◆ Soal yang Diberikan: Pilih setiap baris dalam entri di bawah yang memuat kata "column", lalu salin semua baris itu.

◆ Data yang Diberikan:
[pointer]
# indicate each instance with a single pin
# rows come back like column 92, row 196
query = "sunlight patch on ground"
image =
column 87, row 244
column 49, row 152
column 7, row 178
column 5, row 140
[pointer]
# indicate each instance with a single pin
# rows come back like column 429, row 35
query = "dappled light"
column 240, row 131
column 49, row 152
--
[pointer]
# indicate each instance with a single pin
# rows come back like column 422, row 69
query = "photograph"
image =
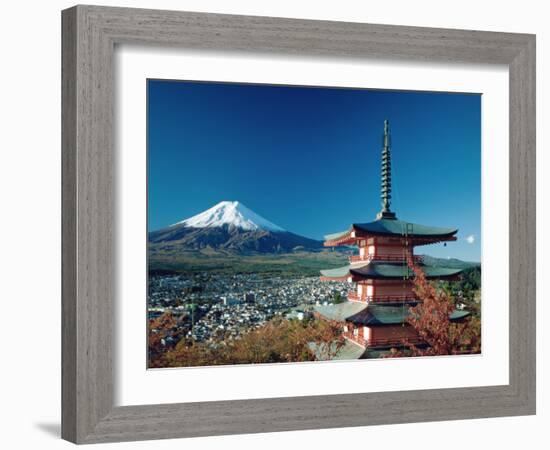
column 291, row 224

◆ Jawaban Latihan:
# rows come back like column 92, row 196
column 87, row 244
column 49, row 152
column 7, row 178
column 5, row 140
# rows come back like column 429, row 35
column 240, row 131
column 49, row 152
# rows come back like column 422, row 69
column 291, row 224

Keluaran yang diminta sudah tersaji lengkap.